- [Set of tasks]
A. Return the part of the text below on corporate accounting practices that opens with the words containing "There are a" and closes with "company's economic health.".
B. Translate into French the following sentence from the text below on corporate accounting practices: "Each of these categorical practices, when applied, will yield a much different picture of the given company's economic health."
C. Carry on the text below on corporate accounting practices and market faith, starting after its last sentence.

This idea of responsibility forms the very foundation of "free" market capitalism in America. The idea being, that the market is a self-regulating entity inherently incapable of another collapse like that of The Great Depression. To put it simply: In Market Forces (not God) We Now Trust.

The problem with this structured system of faith (or one of the many at least) is that for several decades, if not more, the higher-ups of corporate America have been paying themselves increasingly exorbitant salaries to oversee the meager investments of most Americans. Now, I'm all for lining the pockets of vested interest with the motley cloth of American manpower...I mean, who isn't? But the fact of the matter is, in order to justify their increasingly bloated salaries and lobbyist kickbacks, these very same corporate executives have been pressuring their respective accounting departments to err on the side of expansion. Let me explain:

There are a number of "acceptable" accounting processes and methods of calculation available to any savvy CPA, each portraying the "true" financial picture of a given company's given assets and growth patterns differently. These processes may be broken down into three basic categories: a)conservative b) moderate and c) extremist. Each of these categorical practices, when applied, will yield a much different picture of the given company's economic health.

Now, a "responsible" accountant will mix these methods periodically in order to present a healthy, balanced picture of sustainable company growth. Unfortunately for the American people, the current corporate accounting practices, in order to show continuous increases to their shareholders, have been stuck on option C for far too long. This means that all of these generous little over-estimates have accumulated, avalanche style, creating an actuality vacuum on the books of investment banks and other speculative enterprises like the recently fallen mortgage giants.

So who should bear this multi-billion dollar cross whose total cost conveniently equals that of the Iraq war and its aftermath? Well, George Bush Jr. thinks it should be you.

- [Data provided]
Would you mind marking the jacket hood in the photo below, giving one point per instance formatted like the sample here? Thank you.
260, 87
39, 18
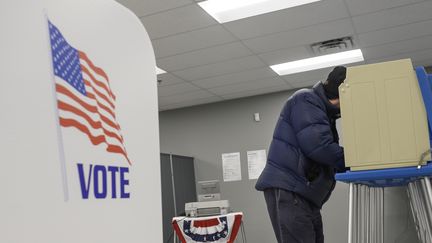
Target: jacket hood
332, 110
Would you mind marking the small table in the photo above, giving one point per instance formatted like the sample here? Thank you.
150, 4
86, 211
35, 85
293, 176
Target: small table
219, 228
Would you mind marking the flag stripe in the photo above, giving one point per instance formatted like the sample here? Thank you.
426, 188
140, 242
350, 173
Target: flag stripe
94, 132
98, 84
97, 70
91, 108
87, 82
61, 89
73, 123
94, 124
95, 140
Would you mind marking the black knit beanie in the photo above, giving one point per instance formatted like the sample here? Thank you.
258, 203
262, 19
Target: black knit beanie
334, 80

- [Task-by-task answers]
A.
There are a number of "acceptable" accounting processes and methods of calculation available to any savvy CPA, each portraying the "true" financial picture of a given company's given assets and growth patterns differently. These processes may be broken down into three basic categories: a)conservative b) moderate and c) extremist. Each of these categorical practices, when applied, will yield a much different picture of the given company's economic health.

B. Chacune de ces pratiques catégorielles, une fois appliquée, donnera une image très différente de la santé économique de l'entreprise concernée.

C.
Mr. Bush presented a whopping 3 page piece of legislation to Congress today that effectively states this burden should fall, once again, squarely on the shoulders of the American Taxpayer...to the tune of $2,000 for each and every one of us!

This little gem, of course, coming as it does on the heels of Mr. Bush's "economic revitalization package," which put a tidy sum of $600 in each of our leaky pockets (actually, as a freelancer, my government "gift" only came to $300) should revitalize the worldwide economy. Right. One has to wonder if that $600 apiece would have been better spent staving off the current crisis rather than shoring up republican support for the coming election.

And what of the fact that the government now owns your mortgage debt? Can you say conflict of interest? I knew you could! What will this do to the idea of eminent domain in America?

Furthermore, whose to say that this unprecedented injection of government cash into the "free" market economy will even stop the problem upon us? It seems to me that giving a blood transfusion to a body riddled with bullet holes doesn't do much good unless the entry and exit wounds are first sewn up and packed with gauze. But it's worth a try, right? I mean, it's better than the alternative: wait and see which way the 21st Century technological dust bowl will blow!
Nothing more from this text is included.